___ Extracted information ___
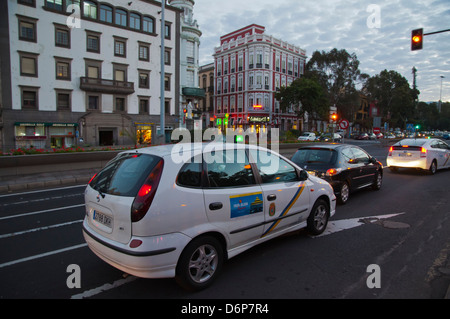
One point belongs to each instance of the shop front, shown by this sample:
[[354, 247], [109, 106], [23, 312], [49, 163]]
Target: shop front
[[45, 135]]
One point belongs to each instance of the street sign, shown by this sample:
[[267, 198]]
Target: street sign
[[343, 124]]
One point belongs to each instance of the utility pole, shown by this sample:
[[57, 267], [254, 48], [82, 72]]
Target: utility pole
[[162, 125]]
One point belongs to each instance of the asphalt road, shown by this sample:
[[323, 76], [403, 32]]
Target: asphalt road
[[403, 230]]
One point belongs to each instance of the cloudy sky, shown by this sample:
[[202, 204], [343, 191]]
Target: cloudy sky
[[378, 32]]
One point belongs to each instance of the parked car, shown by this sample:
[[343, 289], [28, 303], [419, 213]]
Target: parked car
[[154, 213], [427, 154], [307, 136], [330, 137], [346, 167], [362, 136]]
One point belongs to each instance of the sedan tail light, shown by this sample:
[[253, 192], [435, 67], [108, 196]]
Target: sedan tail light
[[145, 196], [333, 171], [390, 151], [423, 152]]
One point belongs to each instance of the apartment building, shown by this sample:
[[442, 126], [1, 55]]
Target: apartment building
[[86, 72], [250, 67]]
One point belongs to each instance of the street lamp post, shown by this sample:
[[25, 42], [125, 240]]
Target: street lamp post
[[440, 96]]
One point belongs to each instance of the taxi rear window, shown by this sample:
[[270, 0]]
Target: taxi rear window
[[125, 174]]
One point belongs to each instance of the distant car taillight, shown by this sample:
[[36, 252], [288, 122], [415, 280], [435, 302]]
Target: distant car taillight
[[145, 196], [390, 151], [92, 178], [333, 171], [423, 152]]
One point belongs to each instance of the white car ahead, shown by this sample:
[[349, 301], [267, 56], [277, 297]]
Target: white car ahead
[[427, 154], [154, 213], [306, 136]]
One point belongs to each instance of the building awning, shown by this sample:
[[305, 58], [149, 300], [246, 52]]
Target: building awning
[[196, 92], [45, 124]]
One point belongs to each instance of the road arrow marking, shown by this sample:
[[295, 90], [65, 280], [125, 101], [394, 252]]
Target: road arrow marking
[[335, 226]]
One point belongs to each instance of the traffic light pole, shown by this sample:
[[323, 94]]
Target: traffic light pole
[[436, 32]]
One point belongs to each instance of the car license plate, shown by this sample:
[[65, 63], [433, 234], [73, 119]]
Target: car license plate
[[102, 219]]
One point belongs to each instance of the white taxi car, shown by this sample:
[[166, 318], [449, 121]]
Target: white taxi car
[[154, 213], [427, 154]]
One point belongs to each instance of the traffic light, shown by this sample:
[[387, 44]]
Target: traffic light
[[416, 39], [333, 117]]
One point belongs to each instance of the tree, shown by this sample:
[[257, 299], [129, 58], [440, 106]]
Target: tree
[[393, 95], [338, 73], [309, 94]]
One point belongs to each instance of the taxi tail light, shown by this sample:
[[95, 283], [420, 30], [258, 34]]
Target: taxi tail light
[[146, 193], [92, 178], [333, 171], [423, 152]]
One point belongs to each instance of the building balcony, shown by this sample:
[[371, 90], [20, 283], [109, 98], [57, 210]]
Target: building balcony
[[106, 86], [195, 92]]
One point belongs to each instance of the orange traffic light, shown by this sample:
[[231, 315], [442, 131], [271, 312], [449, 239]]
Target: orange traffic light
[[334, 117], [416, 39]]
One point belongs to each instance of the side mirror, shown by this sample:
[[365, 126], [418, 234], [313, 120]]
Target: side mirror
[[303, 175]]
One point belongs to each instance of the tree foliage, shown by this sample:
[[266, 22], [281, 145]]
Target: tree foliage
[[393, 95], [306, 92], [338, 73]]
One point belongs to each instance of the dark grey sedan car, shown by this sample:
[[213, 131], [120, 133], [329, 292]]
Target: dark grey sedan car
[[346, 167]]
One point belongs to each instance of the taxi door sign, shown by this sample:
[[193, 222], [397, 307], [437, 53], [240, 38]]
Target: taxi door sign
[[246, 204], [272, 209]]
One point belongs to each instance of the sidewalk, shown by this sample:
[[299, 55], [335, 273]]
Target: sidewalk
[[45, 180]]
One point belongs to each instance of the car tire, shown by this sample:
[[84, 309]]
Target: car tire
[[318, 218], [344, 194], [200, 263], [433, 167], [378, 181]]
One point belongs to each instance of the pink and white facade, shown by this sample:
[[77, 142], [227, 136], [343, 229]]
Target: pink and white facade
[[250, 67]]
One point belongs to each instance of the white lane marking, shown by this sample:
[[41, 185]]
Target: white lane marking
[[41, 211], [42, 190], [105, 287], [39, 229], [343, 224], [18, 261]]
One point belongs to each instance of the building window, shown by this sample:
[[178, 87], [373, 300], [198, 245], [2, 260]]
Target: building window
[[62, 36], [143, 106], [148, 24], [54, 4], [144, 52], [29, 97], [121, 18], [63, 69], [119, 104], [167, 83], [31, 3], [93, 42], [28, 64], [135, 21], [167, 57], [93, 102], [27, 29], [89, 9], [63, 99], [93, 69], [144, 79], [167, 34], [105, 13], [120, 48]]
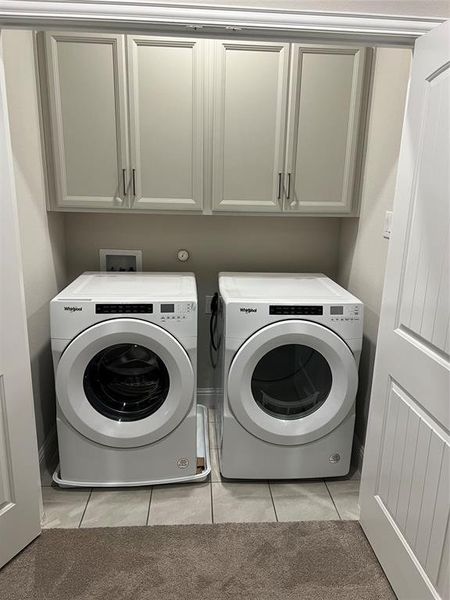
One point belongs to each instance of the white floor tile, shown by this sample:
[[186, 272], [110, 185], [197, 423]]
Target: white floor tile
[[303, 502], [117, 508], [180, 504], [345, 496], [63, 508], [242, 502]]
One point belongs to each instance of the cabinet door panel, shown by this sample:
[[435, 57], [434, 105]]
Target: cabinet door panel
[[166, 108], [324, 119], [87, 113], [249, 125]]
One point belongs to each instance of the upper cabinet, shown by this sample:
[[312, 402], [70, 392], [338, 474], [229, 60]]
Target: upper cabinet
[[250, 92], [324, 142], [86, 92], [166, 122], [126, 134], [131, 115]]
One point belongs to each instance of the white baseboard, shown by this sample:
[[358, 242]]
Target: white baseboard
[[207, 396]]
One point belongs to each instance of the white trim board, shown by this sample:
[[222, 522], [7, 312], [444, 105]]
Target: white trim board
[[132, 15]]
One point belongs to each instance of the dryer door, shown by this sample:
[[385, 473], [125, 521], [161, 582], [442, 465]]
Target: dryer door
[[292, 382], [124, 383]]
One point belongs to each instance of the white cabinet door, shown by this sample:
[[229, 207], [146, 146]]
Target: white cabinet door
[[325, 103], [19, 471], [405, 487], [250, 92], [88, 119], [166, 122]]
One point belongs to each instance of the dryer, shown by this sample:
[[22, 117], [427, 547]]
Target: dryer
[[289, 375], [125, 350]]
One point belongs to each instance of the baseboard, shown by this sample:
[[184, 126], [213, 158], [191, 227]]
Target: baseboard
[[207, 396]]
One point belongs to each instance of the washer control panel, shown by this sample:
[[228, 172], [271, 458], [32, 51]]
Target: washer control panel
[[173, 312], [283, 309], [347, 312], [164, 311], [118, 309]]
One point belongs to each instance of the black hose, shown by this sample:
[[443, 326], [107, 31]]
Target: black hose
[[213, 344]]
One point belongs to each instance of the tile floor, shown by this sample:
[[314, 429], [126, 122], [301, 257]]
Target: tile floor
[[215, 501]]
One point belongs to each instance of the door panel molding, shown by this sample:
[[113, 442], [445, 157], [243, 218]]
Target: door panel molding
[[244, 197], [194, 199], [118, 197]]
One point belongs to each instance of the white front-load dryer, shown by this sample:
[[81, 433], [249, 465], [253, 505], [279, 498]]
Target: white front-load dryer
[[125, 349], [289, 375]]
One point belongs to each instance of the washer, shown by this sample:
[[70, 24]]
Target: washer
[[125, 350], [288, 369]]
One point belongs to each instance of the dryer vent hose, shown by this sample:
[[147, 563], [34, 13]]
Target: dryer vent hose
[[214, 341]]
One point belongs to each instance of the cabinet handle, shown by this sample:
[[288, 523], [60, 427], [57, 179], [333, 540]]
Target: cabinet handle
[[280, 176], [124, 185], [288, 192]]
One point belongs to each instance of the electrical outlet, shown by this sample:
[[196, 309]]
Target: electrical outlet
[[208, 299]]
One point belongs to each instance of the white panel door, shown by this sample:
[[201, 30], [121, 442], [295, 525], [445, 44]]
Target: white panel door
[[405, 488], [249, 125], [166, 122], [86, 80], [325, 107], [19, 471]]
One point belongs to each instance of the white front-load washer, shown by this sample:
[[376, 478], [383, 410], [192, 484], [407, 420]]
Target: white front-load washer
[[288, 370], [125, 350]]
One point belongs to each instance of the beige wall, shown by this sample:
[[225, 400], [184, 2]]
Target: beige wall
[[362, 248], [42, 233], [215, 243], [427, 8]]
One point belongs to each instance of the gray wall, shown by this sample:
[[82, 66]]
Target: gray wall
[[215, 243], [427, 8], [362, 248], [42, 233]]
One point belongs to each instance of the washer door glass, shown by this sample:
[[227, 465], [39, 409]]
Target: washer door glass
[[291, 381], [126, 382]]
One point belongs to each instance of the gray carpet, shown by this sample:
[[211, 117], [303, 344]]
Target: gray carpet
[[318, 560]]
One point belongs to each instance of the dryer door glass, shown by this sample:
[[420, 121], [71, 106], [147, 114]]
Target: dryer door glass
[[126, 382], [291, 381]]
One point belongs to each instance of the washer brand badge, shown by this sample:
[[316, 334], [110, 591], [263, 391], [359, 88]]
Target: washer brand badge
[[183, 463]]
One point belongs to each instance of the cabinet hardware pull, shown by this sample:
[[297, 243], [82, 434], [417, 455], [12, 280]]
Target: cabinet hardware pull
[[124, 185], [280, 175]]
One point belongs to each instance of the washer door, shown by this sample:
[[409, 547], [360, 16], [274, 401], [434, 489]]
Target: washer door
[[124, 383], [292, 382]]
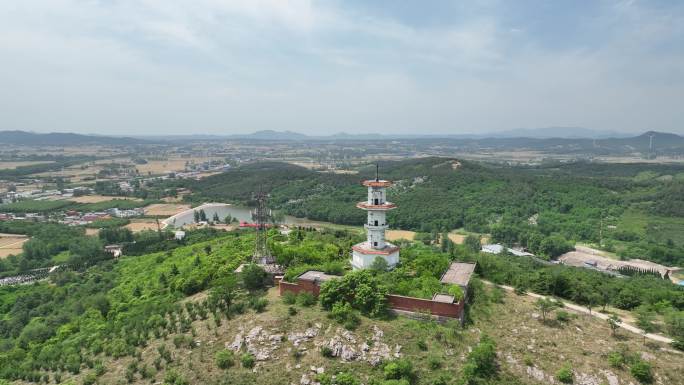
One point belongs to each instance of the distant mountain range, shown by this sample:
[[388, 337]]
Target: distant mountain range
[[24, 138], [553, 139]]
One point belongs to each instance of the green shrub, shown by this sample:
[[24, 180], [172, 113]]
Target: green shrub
[[562, 316], [258, 304], [326, 352], [616, 359], [481, 361], [564, 374], [89, 379], [323, 379], [641, 370], [434, 362], [399, 369], [456, 291], [422, 345], [343, 313], [224, 358], [361, 289], [346, 378], [289, 298], [529, 361], [173, 378], [254, 277], [306, 299], [247, 360]]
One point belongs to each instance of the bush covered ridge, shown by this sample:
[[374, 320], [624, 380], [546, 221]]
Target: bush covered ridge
[[517, 205]]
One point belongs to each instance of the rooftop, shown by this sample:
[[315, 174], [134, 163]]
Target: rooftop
[[459, 273], [376, 183], [316, 276]]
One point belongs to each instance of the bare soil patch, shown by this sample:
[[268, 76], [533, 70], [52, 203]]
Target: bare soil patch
[[11, 244], [583, 255], [141, 226], [98, 198], [393, 235], [165, 209], [13, 165], [460, 238]]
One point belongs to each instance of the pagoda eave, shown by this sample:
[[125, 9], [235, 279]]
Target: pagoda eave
[[369, 250], [367, 206], [376, 183]]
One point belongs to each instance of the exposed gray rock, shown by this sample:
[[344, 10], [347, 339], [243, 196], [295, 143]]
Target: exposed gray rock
[[611, 377]]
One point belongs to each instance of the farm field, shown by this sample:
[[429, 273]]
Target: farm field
[[583, 254], [170, 165], [13, 165], [90, 231], [10, 244], [393, 235], [165, 209], [458, 238], [660, 228], [99, 198], [139, 226]]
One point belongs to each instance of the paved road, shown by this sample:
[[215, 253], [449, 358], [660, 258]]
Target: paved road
[[581, 309]]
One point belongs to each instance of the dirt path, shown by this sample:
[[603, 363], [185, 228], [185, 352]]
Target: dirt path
[[581, 309]]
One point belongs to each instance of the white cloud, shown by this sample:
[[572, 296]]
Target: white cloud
[[217, 66]]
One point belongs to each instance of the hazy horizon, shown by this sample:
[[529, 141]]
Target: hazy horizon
[[214, 67]]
___
■ Required work ■
Of all the entries above, output exactly the lines between the one holding "[[387, 44]]" and the one holding "[[41, 185]]", inclusive.

■ Written answer ■
[[387, 44]]
Target: traffic light
[[416, 39], [333, 117]]
One point belongs to each instance of the tree, shown by this sample:
[[257, 299], [129, 58], [440, 106]]
Target: tree
[[393, 95], [338, 73], [309, 94]]
One point belongs to each instance of the taxi tail light, shown by this sample:
[[95, 283], [420, 30], [258, 34]]
Target: taxi tail light
[[146, 193], [92, 178], [333, 171], [423, 152]]
One point belongs to each instance of the building balcony, shown by this sample:
[[371, 90], [20, 283], [109, 98], [57, 210]]
Target: building balcony
[[106, 86], [195, 92]]
One point belongs to each instance of the orange traffic light, shown by this sample:
[[231, 315], [442, 131], [271, 312], [449, 239]]
Target: orange traffic light
[[334, 117], [416, 39]]
One point belongs to each instance of the side mirror, shown by this sample:
[[365, 126], [418, 234], [313, 120]]
Target: side mirror
[[303, 175]]
One point belongs to each instance of the tree foliage, shown by this sample:
[[266, 22], [281, 145]]
Target: tree foliage
[[393, 95], [306, 92], [338, 73]]
One point belongs to each instance of the dark grey sedan car, shown by this sample:
[[213, 131], [120, 133], [329, 292]]
Target: dark grey sedan car
[[346, 167]]
One point belongs to each instance of the taxi door sign, shown by this sample:
[[193, 222], [397, 307], [437, 53], [240, 38]]
Target: taxi door sign
[[246, 204], [272, 209]]
One point belongs to each instance of the sidewalk, shown by this sample:
[[299, 55], [335, 273]]
Target: sidewalk
[[45, 180]]
One point belongs to each instance of the car tire, shown by this sample:
[[84, 309]]
Target: car tire
[[318, 218], [344, 194], [200, 263], [433, 167], [378, 181]]
One point belongs to each instance of the pink and white facade, shown by this sample:
[[77, 142], [227, 136], [343, 229]]
Target: pink and white facade
[[250, 67]]
One point belongs to each instance of the white lane marking, shown by this sample:
[[41, 185]]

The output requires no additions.